## What is being asked
Count the lines of the material below that contain the string "outline", and reply with only that number.

[Items from a dataset]

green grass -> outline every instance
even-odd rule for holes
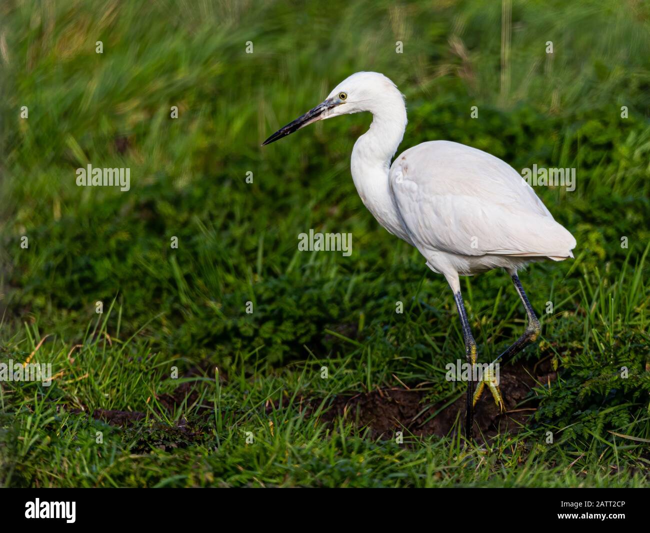
[[[0,361],[35,351],[58,377],[0,384],[0,484],[647,484],[649,12],[514,3],[505,28],[500,3],[469,0],[3,4]],[[576,258],[521,275],[543,331],[520,359],[550,357],[558,379],[532,391],[525,428],[482,450],[451,435],[374,440],[352,415],[320,417],[337,395],[400,382],[432,403],[463,392],[445,380],[463,348],[444,279],[379,226],[352,182],[369,116],[259,146],[363,70],[406,96],[400,150],[446,139],[517,169],[577,169],[575,191],[536,191]],[[131,190],[77,187],[88,163],[129,167]],[[352,256],[298,252],[310,228],[352,233]],[[491,361],[523,331],[523,309],[502,273],[462,289]],[[191,378],[193,401],[163,407],[204,361],[218,376]],[[111,426],[88,416],[98,409],[146,420]]]

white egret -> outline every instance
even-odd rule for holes
[[[357,72],[324,102],[279,130],[273,143],[317,120],[370,111],[372,122],[354,144],[350,167],[361,201],[380,224],[415,247],[434,272],[447,279],[462,325],[467,362],[474,368],[476,345],[460,293],[459,275],[494,268],[510,275],[528,315],[523,334],[495,361],[507,361],[540,331],[517,277],[534,261],[573,257],[575,239],[554,220],[516,171],[476,148],[447,141],[422,143],[391,164],[406,128],[404,96],[377,72]],[[474,405],[488,384],[503,409],[493,376],[467,384],[465,435],[471,441]],[[476,390],[474,391],[474,387]]]

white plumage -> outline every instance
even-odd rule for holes
[[[516,171],[485,152],[457,143],[434,141],[409,148],[391,165],[406,127],[406,108],[395,85],[376,72],[350,76],[324,102],[281,128],[264,144],[317,120],[362,111],[372,113],[373,120],[354,144],[350,168],[364,205],[389,232],[417,247],[432,270],[445,275],[454,291],[468,361],[473,362],[476,362],[476,344],[458,276],[506,269],[528,316],[525,334],[502,355],[516,353],[534,340],[540,331],[517,277],[517,269],[532,261],[573,257],[575,239],[555,221]],[[466,426],[470,437],[472,390],[470,382],[469,428]],[[497,393],[493,390],[493,394],[496,398]],[[500,396],[497,401],[500,402]]]

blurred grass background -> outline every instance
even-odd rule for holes
[[[649,12],[631,0],[3,3],[0,356],[24,360],[49,335],[37,359],[65,377],[49,389],[2,385],[3,482],[647,480]],[[351,426],[326,435],[291,404],[263,409],[283,396],[395,386],[393,375],[426,383],[432,402],[461,390],[444,379],[445,362],[463,353],[444,279],[378,225],[350,176],[370,117],[328,120],[260,147],[359,70],[384,73],[405,94],[400,150],[444,139],[517,170],[577,169],[575,191],[536,189],[576,237],[575,260],[521,276],[543,321],[541,345],[524,357],[552,357],[560,379],[537,392],[535,423],[504,435],[477,471],[444,439],[413,437],[405,449]],[[75,169],[88,163],[129,167],[131,190],[77,187]],[[352,233],[352,256],[299,253],[298,234],[310,228]],[[491,360],[523,331],[524,312],[506,276],[463,288],[480,359]],[[554,312],[545,314],[549,301]],[[72,363],[75,344],[83,346]],[[170,366],[182,372],[205,359],[226,377],[199,383],[215,420],[182,451],[152,446],[151,457],[132,461],[129,431],[60,409],[159,418],[150,400],[177,384]],[[320,379],[324,364],[333,377]],[[623,365],[627,380],[618,377]],[[185,407],[162,422],[173,429],[181,414],[199,419],[196,405]],[[283,420],[291,431],[269,429]],[[98,426],[110,435],[108,454],[98,455]],[[543,444],[549,428],[561,444]],[[244,429],[258,445],[245,444]],[[358,456],[373,465],[358,475]],[[62,466],[80,461],[84,467]],[[201,466],[187,471],[191,463]]]

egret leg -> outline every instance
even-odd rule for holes
[[[476,343],[472,336],[472,331],[469,327],[469,321],[467,320],[467,314],[465,310],[465,305],[463,303],[463,297],[460,294],[460,291],[454,294],[454,299],[456,301],[456,307],[458,310],[458,316],[460,317],[460,323],[463,328],[463,340],[465,341],[465,355],[467,362],[473,365],[476,362]],[[474,426],[474,383],[470,377],[467,381],[467,415],[465,420],[465,436],[469,442],[472,441],[472,430]]]
[[[540,332],[541,331],[541,326],[540,325],[540,321],[537,319],[537,316],[535,315],[535,312],[532,309],[532,306],[530,305],[530,302],[528,301],[528,297],[524,292],[523,287],[521,286],[521,282],[519,281],[519,278],[517,275],[516,271],[511,271],[510,274],[512,278],[512,281],[515,284],[515,288],[517,289],[517,293],[519,295],[519,298],[521,299],[524,307],[526,308],[526,314],[528,315],[528,325],[526,327],[526,331],[524,331],[524,333],[518,339],[517,339],[517,340],[512,343],[511,346],[508,346],[500,355],[492,362],[493,364],[499,360],[501,360],[502,362],[507,362],[510,361],[510,359],[521,351],[521,350],[526,348],[526,346],[532,342],[534,342],[537,340],[538,336],[539,336]],[[478,387],[476,388],[476,392],[474,394],[474,405],[476,405],[478,399],[480,398],[481,393],[483,392],[483,389],[486,385],[489,387],[490,392],[492,393],[495,402],[499,407],[499,409],[502,411],[504,411],[504,406],[503,403],[503,399],[501,396],[500,390],[499,390],[499,384],[494,379],[493,374],[490,372],[488,372],[487,376],[485,377],[485,379],[479,383]]]
[[[526,308],[526,314],[528,315],[528,325],[526,326],[526,331],[521,334],[521,336],[517,340],[508,346],[503,353],[495,359],[495,362],[500,359],[501,362],[508,362],[528,344],[537,340],[537,338],[540,336],[540,333],[541,331],[541,326],[540,325],[540,321],[537,320],[535,312],[532,310],[532,306],[530,305],[530,302],[528,301],[528,297],[526,295],[526,293],[524,292],[524,288],[521,286],[521,282],[519,281],[517,272],[511,271],[510,276],[512,277],[512,281],[515,284],[515,288],[517,289],[517,293],[519,295],[519,298],[521,299],[524,307]]]

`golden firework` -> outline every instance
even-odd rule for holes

## Full answer
6